***** MATERIAL SHOWN *****

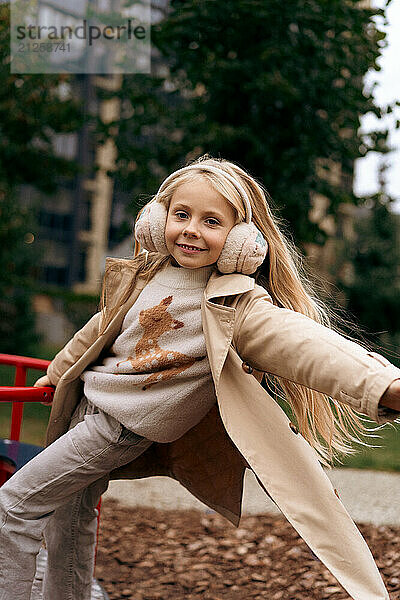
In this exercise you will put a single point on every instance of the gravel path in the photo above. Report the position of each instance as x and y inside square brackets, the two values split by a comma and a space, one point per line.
[369, 496]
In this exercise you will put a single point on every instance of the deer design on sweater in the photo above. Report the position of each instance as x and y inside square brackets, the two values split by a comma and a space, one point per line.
[149, 355]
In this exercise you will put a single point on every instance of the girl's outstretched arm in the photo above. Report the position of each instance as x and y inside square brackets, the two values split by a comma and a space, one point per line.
[290, 345]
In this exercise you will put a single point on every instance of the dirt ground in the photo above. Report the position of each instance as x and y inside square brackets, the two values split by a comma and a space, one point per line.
[151, 554]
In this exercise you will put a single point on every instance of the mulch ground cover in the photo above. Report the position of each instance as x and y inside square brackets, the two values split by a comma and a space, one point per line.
[151, 554]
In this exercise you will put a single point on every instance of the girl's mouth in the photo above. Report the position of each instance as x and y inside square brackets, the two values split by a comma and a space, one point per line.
[190, 249]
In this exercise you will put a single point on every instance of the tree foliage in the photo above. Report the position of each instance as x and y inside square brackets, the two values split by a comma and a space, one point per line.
[32, 110]
[373, 291]
[272, 86]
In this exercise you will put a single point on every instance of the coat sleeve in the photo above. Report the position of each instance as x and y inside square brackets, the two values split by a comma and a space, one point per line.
[74, 349]
[293, 346]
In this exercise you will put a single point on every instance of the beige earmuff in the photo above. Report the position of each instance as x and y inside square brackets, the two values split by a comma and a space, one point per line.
[245, 247]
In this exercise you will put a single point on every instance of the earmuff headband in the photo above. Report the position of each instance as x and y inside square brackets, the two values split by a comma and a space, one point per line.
[218, 171]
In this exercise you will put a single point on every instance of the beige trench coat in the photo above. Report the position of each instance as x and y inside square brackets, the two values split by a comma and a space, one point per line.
[246, 427]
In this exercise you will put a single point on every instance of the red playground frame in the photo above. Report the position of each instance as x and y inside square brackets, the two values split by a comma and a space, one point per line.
[14, 453]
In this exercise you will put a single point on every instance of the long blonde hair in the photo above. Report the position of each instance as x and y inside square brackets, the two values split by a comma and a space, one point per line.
[325, 422]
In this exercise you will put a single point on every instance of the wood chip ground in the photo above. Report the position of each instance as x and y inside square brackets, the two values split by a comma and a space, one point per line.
[150, 554]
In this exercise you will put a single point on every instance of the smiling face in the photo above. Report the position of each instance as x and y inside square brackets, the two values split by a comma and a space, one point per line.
[198, 222]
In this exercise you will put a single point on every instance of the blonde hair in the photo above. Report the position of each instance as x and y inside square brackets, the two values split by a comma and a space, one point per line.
[325, 422]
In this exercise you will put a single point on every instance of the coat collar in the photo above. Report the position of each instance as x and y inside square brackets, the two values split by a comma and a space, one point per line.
[228, 285]
[218, 285]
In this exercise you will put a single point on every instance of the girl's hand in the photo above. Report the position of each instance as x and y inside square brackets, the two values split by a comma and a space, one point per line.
[44, 382]
[391, 398]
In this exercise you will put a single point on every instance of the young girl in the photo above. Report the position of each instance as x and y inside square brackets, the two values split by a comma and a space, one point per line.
[165, 380]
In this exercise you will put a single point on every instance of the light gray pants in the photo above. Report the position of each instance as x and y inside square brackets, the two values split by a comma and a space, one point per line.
[55, 495]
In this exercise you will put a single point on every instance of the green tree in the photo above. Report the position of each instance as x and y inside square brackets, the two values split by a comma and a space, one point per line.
[32, 110]
[373, 291]
[273, 86]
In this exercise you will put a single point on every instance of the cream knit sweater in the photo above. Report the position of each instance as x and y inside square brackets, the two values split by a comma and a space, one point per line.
[156, 378]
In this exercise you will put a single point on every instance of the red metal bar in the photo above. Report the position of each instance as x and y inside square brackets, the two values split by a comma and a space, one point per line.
[20, 394]
[30, 363]
[26, 394]
[21, 363]
[17, 409]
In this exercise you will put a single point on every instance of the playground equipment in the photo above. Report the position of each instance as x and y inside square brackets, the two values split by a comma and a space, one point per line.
[14, 453]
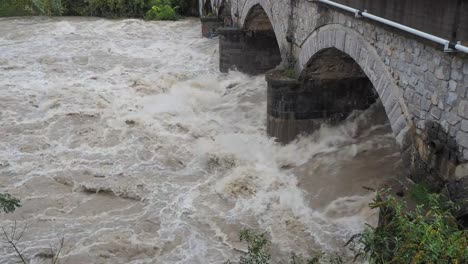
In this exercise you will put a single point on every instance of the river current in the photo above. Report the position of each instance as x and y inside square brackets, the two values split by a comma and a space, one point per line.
[122, 137]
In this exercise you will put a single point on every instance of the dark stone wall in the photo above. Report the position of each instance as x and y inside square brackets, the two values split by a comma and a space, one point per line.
[251, 52]
[210, 26]
[299, 107]
[447, 19]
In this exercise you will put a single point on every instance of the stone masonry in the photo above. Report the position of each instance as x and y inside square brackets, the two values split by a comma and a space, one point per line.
[423, 89]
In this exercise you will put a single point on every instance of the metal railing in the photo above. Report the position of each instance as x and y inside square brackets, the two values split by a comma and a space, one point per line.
[449, 46]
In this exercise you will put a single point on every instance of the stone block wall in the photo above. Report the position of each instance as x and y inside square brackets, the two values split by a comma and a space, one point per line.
[424, 89]
[210, 26]
[251, 52]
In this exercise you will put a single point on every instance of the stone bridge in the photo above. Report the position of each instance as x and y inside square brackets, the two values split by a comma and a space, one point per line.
[329, 62]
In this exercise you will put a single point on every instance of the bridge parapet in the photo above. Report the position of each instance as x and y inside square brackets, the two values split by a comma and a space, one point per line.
[423, 89]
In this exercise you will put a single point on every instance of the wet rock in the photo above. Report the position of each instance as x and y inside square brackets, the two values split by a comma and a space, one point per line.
[458, 193]
[130, 122]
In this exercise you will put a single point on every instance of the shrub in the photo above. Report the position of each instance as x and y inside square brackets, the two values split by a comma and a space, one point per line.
[48, 7]
[15, 8]
[427, 234]
[8, 203]
[161, 10]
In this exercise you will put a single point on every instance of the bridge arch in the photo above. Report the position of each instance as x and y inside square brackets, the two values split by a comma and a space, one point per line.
[353, 50]
[252, 48]
[247, 18]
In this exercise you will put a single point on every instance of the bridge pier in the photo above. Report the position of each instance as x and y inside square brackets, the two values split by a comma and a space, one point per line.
[210, 26]
[299, 107]
[251, 52]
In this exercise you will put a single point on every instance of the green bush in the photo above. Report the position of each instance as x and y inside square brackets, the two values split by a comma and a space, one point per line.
[427, 234]
[149, 9]
[8, 203]
[48, 7]
[15, 8]
[161, 10]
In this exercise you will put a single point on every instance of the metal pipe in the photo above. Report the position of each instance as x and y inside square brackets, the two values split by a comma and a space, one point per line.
[448, 45]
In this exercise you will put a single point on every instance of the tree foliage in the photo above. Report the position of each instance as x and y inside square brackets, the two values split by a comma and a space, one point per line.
[8, 203]
[427, 234]
[150, 9]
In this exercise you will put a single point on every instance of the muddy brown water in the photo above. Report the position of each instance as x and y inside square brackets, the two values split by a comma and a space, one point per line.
[123, 137]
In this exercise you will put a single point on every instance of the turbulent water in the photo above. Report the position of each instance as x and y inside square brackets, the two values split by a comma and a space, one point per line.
[122, 137]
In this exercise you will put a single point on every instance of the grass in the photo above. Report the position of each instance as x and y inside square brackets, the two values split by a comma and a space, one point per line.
[426, 234]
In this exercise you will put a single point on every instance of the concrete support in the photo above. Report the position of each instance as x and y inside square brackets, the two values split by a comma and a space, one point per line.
[300, 107]
[210, 26]
[251, 52]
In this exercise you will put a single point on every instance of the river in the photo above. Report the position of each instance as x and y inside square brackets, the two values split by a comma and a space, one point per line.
[122, 137]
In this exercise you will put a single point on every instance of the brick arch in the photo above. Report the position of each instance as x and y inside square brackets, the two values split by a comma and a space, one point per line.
[353, 44]
[267, 7]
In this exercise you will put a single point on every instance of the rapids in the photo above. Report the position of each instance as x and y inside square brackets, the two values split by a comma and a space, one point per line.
[122, 137]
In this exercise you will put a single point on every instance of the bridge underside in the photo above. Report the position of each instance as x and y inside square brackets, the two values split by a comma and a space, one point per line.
[331, 86]
[253, 49]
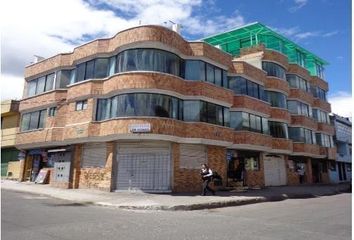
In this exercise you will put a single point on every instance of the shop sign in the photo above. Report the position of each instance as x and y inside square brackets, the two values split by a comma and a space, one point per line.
[35, 152]
[140, 128]
[21, 155]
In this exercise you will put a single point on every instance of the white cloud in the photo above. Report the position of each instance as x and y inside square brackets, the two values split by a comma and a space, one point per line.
[298, 5]
[342, 103]
[46, 28]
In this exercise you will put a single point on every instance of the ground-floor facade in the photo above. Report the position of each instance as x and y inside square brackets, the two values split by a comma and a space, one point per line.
[165, 166]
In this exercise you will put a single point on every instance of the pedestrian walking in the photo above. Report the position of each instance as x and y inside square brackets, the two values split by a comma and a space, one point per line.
[207, 175]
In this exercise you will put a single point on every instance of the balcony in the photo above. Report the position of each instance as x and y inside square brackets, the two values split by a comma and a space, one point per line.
[43, 99]
[246, 102]
[306, 149]
[323, 105]
[303, 121]
[329, 153]
[315, 80]
[343, 157]
[276, 84]
[252, 140]
[282, 144]
[301, 95]
[326, 128]
[8, 137]
[280, 114]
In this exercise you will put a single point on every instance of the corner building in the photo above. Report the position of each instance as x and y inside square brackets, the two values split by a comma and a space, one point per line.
[143, 109]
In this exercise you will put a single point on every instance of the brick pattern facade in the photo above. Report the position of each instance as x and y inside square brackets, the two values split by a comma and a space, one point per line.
[301, 95]
[256, 105]
[77, 127]
[304, 121]
[298, 70]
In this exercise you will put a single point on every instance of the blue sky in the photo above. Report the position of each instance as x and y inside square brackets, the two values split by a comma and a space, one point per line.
[49, 27]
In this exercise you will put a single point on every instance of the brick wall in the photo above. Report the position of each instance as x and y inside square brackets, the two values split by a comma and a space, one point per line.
[274, 83]
[304, 121]
[301, 95]
[251, 103]
[255, 178]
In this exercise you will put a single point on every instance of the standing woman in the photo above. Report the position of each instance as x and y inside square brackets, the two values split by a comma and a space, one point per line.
[206, 174]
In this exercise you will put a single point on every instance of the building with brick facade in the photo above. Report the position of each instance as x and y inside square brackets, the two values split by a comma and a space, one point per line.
[10, 119]
[145, 108]
[341, 170]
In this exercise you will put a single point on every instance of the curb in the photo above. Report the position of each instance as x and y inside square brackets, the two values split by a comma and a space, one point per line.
[190, 207]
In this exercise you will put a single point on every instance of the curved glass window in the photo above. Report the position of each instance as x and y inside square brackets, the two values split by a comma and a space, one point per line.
[324, 140]
[33, 120]
[274, 69]
[278, 129]
[241, 85]
[318, 92]
[298, 82]
[194, 70]
[158, 105]
[304, 135]
[320, 116]
[250, 122]
[276, 99]
[138, 104]
[299, 108]
[200, 111]
[148, 60]
[40, 85]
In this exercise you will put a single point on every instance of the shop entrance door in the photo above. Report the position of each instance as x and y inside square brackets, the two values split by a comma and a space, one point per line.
[274, 171]
[145, 167]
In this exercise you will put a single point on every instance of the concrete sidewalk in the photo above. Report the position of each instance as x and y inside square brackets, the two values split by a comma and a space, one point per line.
[179, 201]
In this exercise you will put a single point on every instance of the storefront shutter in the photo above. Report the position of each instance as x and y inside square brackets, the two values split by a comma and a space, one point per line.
[192, 156]
[94, 155]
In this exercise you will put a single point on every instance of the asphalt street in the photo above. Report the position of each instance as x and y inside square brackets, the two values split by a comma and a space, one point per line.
[35, 217]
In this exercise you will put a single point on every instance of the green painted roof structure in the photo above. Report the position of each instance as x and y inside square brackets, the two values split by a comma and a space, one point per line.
[256, 33]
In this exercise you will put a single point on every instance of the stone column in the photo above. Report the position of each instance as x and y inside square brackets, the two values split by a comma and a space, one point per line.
[76, 166]
[309, 171]
[111, 165]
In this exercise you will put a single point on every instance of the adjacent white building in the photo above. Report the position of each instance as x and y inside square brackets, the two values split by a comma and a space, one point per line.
[341, 171]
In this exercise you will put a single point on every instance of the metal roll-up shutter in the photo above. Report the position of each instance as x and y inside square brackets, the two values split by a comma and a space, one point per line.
[144, 166]
[274, 171]
[192, 156]
[94, 155]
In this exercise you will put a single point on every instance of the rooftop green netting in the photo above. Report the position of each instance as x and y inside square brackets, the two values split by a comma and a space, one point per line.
[256, 33]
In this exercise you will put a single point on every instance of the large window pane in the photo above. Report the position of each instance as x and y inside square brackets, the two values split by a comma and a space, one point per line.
[210, 73]
[276, 99]
[246, 120]
[40, 85]
[62, 79]
[101, 67]
[195, 70]
[226, 112]
[80, 72]
[278, 129]
[224, 79]
[203, 111]
[42, 118]
[236, 120]
[218, 76]
[25, 122]
[274, 69]
[89, 74]
[293, 107]
[49, 82]
[34, 120]
[31, 88]
[191, 111]
[211, 113]
[265, 126]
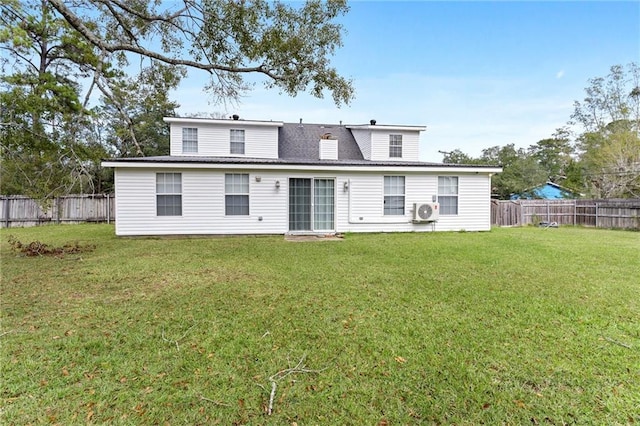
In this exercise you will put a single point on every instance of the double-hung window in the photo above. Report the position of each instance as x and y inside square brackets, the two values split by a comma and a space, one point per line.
[395, 146]
[448, 194]
[189, 140]
[236, 193]
[393, 195]
[237, 141]
[169, 194]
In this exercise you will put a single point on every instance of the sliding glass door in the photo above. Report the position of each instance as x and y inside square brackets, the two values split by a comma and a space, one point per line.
[311, 204]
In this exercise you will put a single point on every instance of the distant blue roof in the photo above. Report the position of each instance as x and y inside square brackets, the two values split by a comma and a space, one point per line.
[548, 191]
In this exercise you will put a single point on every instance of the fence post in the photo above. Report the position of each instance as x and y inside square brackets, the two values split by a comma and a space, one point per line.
[7, 211]
[548, 214]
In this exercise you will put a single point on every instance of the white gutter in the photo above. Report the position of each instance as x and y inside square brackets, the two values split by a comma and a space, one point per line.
[299, 167]
[226, 121]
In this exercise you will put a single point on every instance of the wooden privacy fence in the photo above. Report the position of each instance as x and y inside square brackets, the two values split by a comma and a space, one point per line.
[611, 213]
[17, 210]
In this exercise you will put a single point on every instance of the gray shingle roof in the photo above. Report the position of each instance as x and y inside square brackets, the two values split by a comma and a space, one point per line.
[302, 141]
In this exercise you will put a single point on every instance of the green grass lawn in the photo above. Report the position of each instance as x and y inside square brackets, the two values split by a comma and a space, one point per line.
[512, 326]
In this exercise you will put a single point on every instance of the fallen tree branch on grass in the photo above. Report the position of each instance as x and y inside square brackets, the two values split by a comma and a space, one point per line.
[172, 341]
[299, 368]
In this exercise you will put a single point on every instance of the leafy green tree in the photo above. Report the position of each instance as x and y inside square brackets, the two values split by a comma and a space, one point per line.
[521, 171]
[42, 114]
[52, 137]
[554, 154]
[287, 44]
[610, 143]
[134, 109]
[458, 157]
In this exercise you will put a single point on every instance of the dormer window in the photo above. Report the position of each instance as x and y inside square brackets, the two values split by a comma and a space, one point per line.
[189, 140]
[237, 141]
[395, 146]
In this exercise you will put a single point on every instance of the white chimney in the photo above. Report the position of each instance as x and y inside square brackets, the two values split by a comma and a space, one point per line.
[328, 147]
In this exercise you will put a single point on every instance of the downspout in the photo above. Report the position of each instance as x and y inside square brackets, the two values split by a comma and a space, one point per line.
[367, 222]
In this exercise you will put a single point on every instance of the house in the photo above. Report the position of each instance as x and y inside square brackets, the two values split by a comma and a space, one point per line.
[236, 176]
[548, 191]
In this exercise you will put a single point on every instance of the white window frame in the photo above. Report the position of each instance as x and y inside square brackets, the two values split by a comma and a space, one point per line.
[189, 140]
[394, 190]
[237, 141]
[448, 195]
[235, 187]
[168, 187]
[395, 146]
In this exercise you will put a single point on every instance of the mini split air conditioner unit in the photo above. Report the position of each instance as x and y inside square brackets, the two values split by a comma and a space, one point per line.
[425, 212]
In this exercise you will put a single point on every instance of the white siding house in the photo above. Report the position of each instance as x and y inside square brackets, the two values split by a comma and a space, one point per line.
[258, 177]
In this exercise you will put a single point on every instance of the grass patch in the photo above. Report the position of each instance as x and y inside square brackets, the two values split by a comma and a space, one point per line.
[514, 326]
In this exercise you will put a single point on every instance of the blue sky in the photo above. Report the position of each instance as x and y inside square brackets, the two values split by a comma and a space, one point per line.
[477, 74]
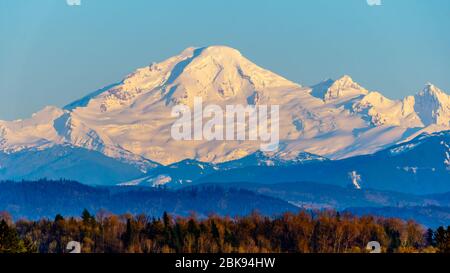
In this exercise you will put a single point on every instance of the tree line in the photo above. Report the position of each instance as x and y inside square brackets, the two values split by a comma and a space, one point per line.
[303, 232]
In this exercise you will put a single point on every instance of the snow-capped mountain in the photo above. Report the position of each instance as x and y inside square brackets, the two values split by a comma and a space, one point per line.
[419, 166]
[131, 120]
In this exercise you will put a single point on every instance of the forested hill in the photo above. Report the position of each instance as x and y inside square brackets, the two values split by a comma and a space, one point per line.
[35, 200]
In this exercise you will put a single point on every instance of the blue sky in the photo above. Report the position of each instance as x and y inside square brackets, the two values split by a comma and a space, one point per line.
[52, 53]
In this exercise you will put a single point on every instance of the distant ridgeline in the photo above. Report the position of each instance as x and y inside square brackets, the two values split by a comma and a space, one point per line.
[45, 199]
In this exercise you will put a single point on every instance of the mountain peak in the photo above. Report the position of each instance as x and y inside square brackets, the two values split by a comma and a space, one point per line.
[433, 105]
[431, 89]
[344, 87]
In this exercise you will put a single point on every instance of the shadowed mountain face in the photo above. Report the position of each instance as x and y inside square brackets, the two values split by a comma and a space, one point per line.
[420, 166]
[131, 120]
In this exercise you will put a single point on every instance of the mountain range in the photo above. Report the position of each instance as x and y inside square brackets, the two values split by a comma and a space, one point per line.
[341, 145]
[130, 121]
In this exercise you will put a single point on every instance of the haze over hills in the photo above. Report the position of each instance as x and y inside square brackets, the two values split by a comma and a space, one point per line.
[129, 121]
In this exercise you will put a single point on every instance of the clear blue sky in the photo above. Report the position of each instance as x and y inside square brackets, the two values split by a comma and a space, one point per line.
[52, 53]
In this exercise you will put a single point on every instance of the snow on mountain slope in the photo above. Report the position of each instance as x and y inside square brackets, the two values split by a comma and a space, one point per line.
[131, 120]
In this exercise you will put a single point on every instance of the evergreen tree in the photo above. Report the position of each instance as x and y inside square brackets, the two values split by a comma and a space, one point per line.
[9, 240]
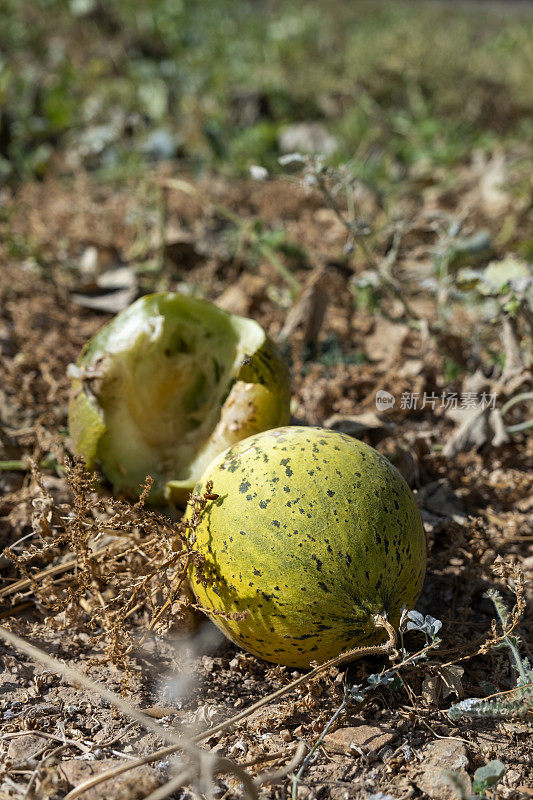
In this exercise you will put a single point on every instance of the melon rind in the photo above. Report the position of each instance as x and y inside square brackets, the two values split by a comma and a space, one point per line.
[167, 385]
[312, 533]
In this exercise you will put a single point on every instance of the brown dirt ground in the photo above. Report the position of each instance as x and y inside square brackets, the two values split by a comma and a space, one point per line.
[188, 677]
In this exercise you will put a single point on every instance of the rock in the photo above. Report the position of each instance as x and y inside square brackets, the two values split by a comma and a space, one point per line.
[367, 738]
[132, 785]
[436, 758]
[22, 748]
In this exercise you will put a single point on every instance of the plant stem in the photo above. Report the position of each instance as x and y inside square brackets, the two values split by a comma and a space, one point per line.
[296, 779]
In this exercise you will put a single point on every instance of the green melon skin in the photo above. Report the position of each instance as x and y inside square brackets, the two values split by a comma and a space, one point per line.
[166, 386]
[312, 533]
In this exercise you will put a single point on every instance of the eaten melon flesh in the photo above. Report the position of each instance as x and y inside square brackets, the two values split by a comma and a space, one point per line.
[312, 533]
[166, 386]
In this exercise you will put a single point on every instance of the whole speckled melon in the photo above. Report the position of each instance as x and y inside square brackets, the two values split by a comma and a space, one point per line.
[312, 533]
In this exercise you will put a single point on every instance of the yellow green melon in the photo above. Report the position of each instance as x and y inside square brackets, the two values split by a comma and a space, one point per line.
[166, 386]
[312, 533]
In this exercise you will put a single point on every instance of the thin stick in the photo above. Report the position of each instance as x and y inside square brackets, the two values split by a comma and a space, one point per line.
[275, 776]
[76, 677]
[171, 786]
[357, 652]
[24, 583]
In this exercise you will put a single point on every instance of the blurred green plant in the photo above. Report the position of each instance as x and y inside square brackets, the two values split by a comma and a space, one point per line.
[399, 84]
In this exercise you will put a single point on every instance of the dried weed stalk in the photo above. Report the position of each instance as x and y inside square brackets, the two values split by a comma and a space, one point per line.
[127, 560]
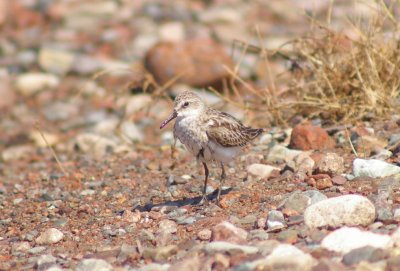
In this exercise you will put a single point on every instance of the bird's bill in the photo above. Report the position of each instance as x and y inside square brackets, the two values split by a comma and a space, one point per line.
[171, 117]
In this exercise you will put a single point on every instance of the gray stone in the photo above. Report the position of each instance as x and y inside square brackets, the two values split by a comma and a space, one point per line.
[55, 60]
[279, 153]
[50, 236]
[330, 163]
[221, 246]
[346, 239]
[94, 264]
[275, 220]
[131, 131]
[155, 266]
[260, 170]
[282, 257]
[374, 168]
[45, 260]
[348, 210]
[160, 253]
[367, 253]
[30, 83]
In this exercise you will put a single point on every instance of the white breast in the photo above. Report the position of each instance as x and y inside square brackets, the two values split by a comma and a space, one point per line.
[195, 138]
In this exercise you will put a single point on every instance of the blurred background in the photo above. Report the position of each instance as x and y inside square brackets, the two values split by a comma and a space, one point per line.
[104, 66]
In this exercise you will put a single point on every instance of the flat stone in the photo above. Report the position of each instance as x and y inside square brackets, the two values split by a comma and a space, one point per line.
[221, 246]
[50, 236]
[282, 257]
[261, 170]
[30, 83]
[346, 239]
[160, 253]
[226, 231]
[367, 253]
[348, 210]
[94, 264]
[374, 168]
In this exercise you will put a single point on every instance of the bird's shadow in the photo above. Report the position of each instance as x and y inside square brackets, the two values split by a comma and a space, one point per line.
[182, 202]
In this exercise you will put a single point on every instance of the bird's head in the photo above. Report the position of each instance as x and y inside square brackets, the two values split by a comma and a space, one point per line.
[186, 104]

*****

* [WHAT YOU WILL DO] Repeat, without change, each line of the data above from the one that contains "the white breast" through the final line, counting both.

* [FINAL ANSWER]
In this exercise you will put a single point on every instance of the white breast in the photo above. Report the position of each instance as x and y inside square brackets, the two values split by a comma and a space, one point per line.
[195, 138]
In this exercise you will put a single point on every instance of the blurred background in the photo above. Report the position of each instance as x and y inside square brackets, the two values split by a comma and a space, one point per line.
[104, 66]
In this exercise you will put a single point on every instance of the flat stone in the photo above. Report the position of each instance as x and y inside square brackets, the two values split by a comma and a space, one point per line.
[221, 246]
[50, 236]
[282, 257]
[261, 170]
[30, 83]
[346, 239]
[160, 253]
[226, 231]
[367, 253]
[348, 210]
[94, 264]
[374, 168]
In this exercise you will put a single point on every instance of the bird's shadow in the photo above. Report the position of each instance as x and y inside square brackets, the two values split by a comma and a space, one point per line.
[182, 202]
In this exercise you will put a single point on every instance of the bird's head in the photo above. Report the position of each instance as x and y inside square brackets, the two values split by a comma and a space, one point per line.
[186, 104]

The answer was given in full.